* _WORK INSTRUCTIONS_
Copy out the lines starting with the one that contains "t-shirt sleeve --coords=pixels" and going on through the one that contains "[[[98,99],[105,99],[106,93],[105,92],[95,92],[95,97]]]", both included, character for character.

* _MATERIAL PROVIDED_
[start]
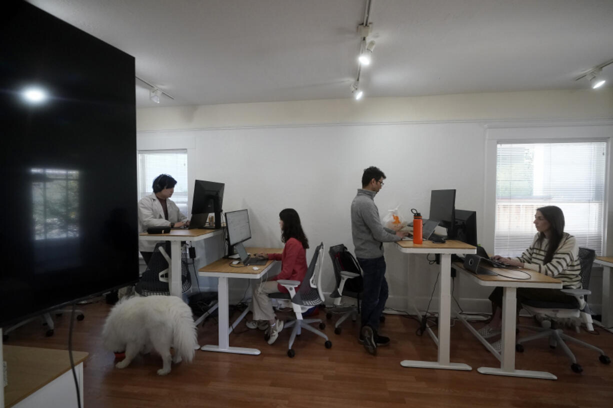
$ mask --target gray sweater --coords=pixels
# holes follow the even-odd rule
[[[356,247],[356,257],[365,259],[383,256],[383,243],[400,241],[393,230],[384,228],[375,205],[376,193],[357,189],[351,202],[351,235]]]

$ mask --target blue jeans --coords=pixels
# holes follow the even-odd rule
[[[389,295],[387,281],[385,280],[385,258],[358,258],[357,262],[364,272],[362,325],[368,325],[378,330],[379,319],[383,313]]]

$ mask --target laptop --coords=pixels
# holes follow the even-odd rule
[[[240,259],[240,262],[243,263],[245,266],[250,265],[266,265],[266,262],[268,262],[268,259],[265,258],[258,258],[257,257],[250,257],[247,251],[245,249],[245,247],[241,245],[235,245],[234,247],[236,249],[236,251],[238,252],[238,258]]]
[[[487,268],[484,268],[481,266],[481,264],[486,260],[488,260],[488,259],[483,258],[478,255],[473,255],[472,254],[467,254],[464,257],[464,269],[472,272],[476,275],[498,274],[495,272],[492,272]]]
[[[514,269],[519,268],[519,266],[514,266],[511,265],[507,265],[506,263],[503,263],[502,262],[498,262],[498,261],[493,260],[490,258],[489,255],[487,255],[487,252],[485,252],[485,248],[479,245],[477,246],[477,256],[481,257],[483,259],[482,262],[487,262],[495,268],[502,268],[504,269]]]

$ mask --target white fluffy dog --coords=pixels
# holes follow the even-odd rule
[[[153,348],[164,361],[158,370],[160,376],[170,372],[171,360],[193,360],[196,337],[191,309],[174,296],[124,298],[111,309],[102,329],[105,349],[125,350],[126,358],[115,365],[117,368],[125,368],[139,352],[148,353]]]

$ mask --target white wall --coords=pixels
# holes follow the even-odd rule
[[[479,236],[484,237],[489,236],[483,217],[485,125],[491,126],[493,121],[475,118],[480,108],[488,107],[484,111],[492,118],[524,123],[527,120],[522,119],[526,115],[525,106],[533,105],[536,100],[538,106],[546,107],[539,110],[533,106],[529,118],[533,122],[540,116],[541,120],[548,121],[550,125],[559,124],[559,118],[566,116],[575,118],[584,126],[602,122],[607,111],[613,117],[611,105],[605,109],[601,105],[603,100],[611,99],[613,93],[610,92],[519,94],[522,93],[514,93],[506,98],[515,107],[506,111],[491,106],[506,100],[500,94],[467,96],[465,99],[459,96],[422,98],[422,102],[429,106],[425,110],[427,114],[415,114],[414,110],[409,116],[414,121],[397,123],[378,123],[376,119],[383,117],[385,107],[392,107],[390,109],[395,112],[384,115],[386,119],[406,119],[402,108],[419,107],[420,99],[395,99],[395,104],[390,104],[390,99],[371,99],[373,113],[364,112],[360,124],[355,123],[356,118],[350,109],[346,109],[349,105],[346,106],[348,102],[345,100],[140,110],[138,148],[187,148],[190,185],[195,179],[224,182],[224,210],[249,210],[253,238],[248,245],[280,247],[278,214],[283,208],[292,207],[301,216],[311,247],[323,241],[327,247],[344,243],[352,251],[349,205],[360,187],[363,169],[370,165],[379,167],[387,176],[375,199],[382,216],[399,204],[405,216],[408,216],[412,207],[427,216],[430,190],[455,188],[456,208],[477,211]],[[576,101],[573,101],[573,95]],[[522,97],[524,104],[520,103]],[[444,109],[436,113],[435,107],[432,106],[432,98]],[[575,102],[582,105],[580,109],[585,118],[570,115],[575,108],[579,108]],[[337,108],[340,113],[336,121],[327,112],[321,114],[318,123],[315,112],[321,111],[314,107],[318,104]],[[557,111],[551,111],[551,105],[557,107]],[[463,112],[459,114],[465,115],[463,119],[458,117],[458,111]],[[221,113],[215,119],[208,116],[211,112]],[[590,118],[588,112],[596,115]],[[427,116],[430,119],[425,119]],[[432,120],[430,116],[438,119]],[[449,120],[449,116],[452,119]],[[486,248],[490,246],[481,243]],[[312,251],[308,252],[309,257],[311,254]],[[326,255],[325,259],[324,267],[331,274],[329,257]],[[409,285],[407,258],[393,244],[386,244],[386,259],[388,306],[404,309]],[[411,285],[416,287],[415,293],[421,294],[418,305],[425,307],[438,266],[428,265],[424,257],[417,257],[416,263],[421,273],[412,276]],[[332,281],[330,275],[325,279],[326,292],[332,289]],[[236,282],[234,287],[240,295],[245,289],[242,283]],[[465,309],[488,310],[489,302],[485,300],[488,294],[487,289],[457,283],[455,297],[461,298]]]

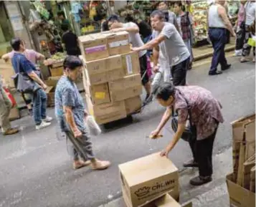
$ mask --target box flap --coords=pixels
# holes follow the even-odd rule
[[[119,169],[129,186],[178,171],[169,158],[160,156],[160,153],[120,164]]]
[[[169,194],[166,194],[155,201],[156,207],[181,207]]]

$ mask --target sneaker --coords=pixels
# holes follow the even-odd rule
[[[212,176],[197,176],[190,180],[190,184],[194,186],[199,186],[208,183],[212,180]]]
[[[91,165],[93,170],[105,170],[110,165],[110,161],[101,161],[96,160],[95,162],[93,162]]]
[[[47,127],[49,127],[50,125],[50,122],[44,122],[44,121],[42,121],[41,124],[39,124],[39,125],[36,125],[36,130],[41,130],[42,128],[45,128]]]
[[[83,161],[83,160],[77,160],[73,163],[73,169],[77,170],[82,167],[87,166],[90,164],[90,160]]]
[[[194,160],[191,160],[186,163],[183,164],[184,168],[198,168],[198,163]]]
[[[17,133],[19,133],[19,130],[17,128],[9,128],[4,133],[4,135],[11,135],[16,134]]]
[[[50,122],[52,120],[52,118],[50,117],[46,117],[45,119],[42,119],[42,121],[44,122]]]

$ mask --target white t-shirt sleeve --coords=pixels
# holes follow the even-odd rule
[[[170,39],[174,32],[174,26],[171,25],[171,24],[166,24],[163,27],[163,30],[160,33],[160,34],[165,36],[167,39]]]

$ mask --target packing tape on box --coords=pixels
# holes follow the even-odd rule
[[[85,52],[86,54],[91,54],[98,52],[102,52],[107,49],[107,45],[98,45],[95,47],[87,47],[85,49]]]
[[[108,44],[108,46],[109,46],[109,47],[113,48],[113,47],[118,47],[120,46],[125,46],[125,45],[128,45],[128,44],[129,44],[128,40],[124,39],[124,40],[110,42]]]
[[[98,99],[105,99],[106,93],[105,92],[95,92],[95,97]]]

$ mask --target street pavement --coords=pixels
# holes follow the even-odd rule
[[[214,150],[216,156],[230,150],[230,122],[255,112],[255,64],[240,64],[234,57],[229,61],[232,68],[219,76],[208,76],[209,62],[197,64],[187,74],[189,85],[211,90],[223,106],[225,122],[218,130]],[[53,109],[48,112],[54,116]],[[13,122],[14,125],[20,126],[21,133],[8,137],[0,135],[0,207],[97,207],[120,198],[118,164],[160,151],[171,138],[169,124],[163,130],[163,138],[146,138],[163,112],[164,108],[155,101],[141,114],[134,115],[132,123],[120,125],[92,138],[97,157],[112,162],[111,167],[104,171],[93,171],[90,167],[72,170],[66,141],[57,136],[56,121],[39,131],[35,130],[30,117]],[[182,163],[191,158],[187,143],[179,141],[169,157],[182,171]],[[214,170],[217,174],[221,172],[219,168]],[[193,191],[187,184],[189,178],[183,173],[181,188]],[[206,189],[202,188],[201,193],[206,193]],[[214,186],[211,189],[214,191]],[[182,198],[182,195],[187,199]],[[181,197],[186,201],[193,198],[191,195],[193,193],[189,196],[183,193]]]

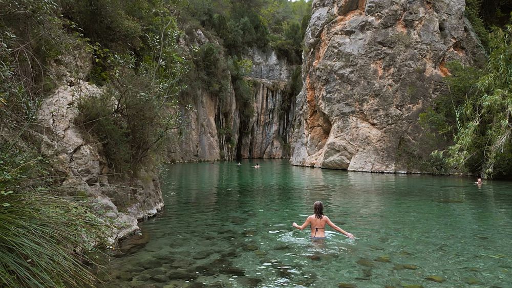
[end]
* _WRITTEN SOLUTION_
$ mask --target white t-shirt sleeve --coords=pixels
# holes follow the even-odd rule
[[[170,39],[174,32],[174,26],[171,25],[171,24],[166,24],[163,27],[163,30],[160,33],[160,34],[165,36],[167,39]]]

$ mask --target packing tape on box --coords=pixels
# holes follow the even-odd rule
[[[85,52],[86,54],[91,54],[98,52],[102,52],[107,49],[107,45],[98,45],[95,47],[87,47],[85,49]]]
[[[108,44],[108,46],[109,46],[109,47],[113,48],[113,47],[118,47],[120,46],[125,46],[125,45],[128,45],[128,44],[129,44],[128,40],[124,39],[124,40],[110,42]]]
[[[98,99],[105,99],[106,93],[105,92],[95,92],[95,97]]]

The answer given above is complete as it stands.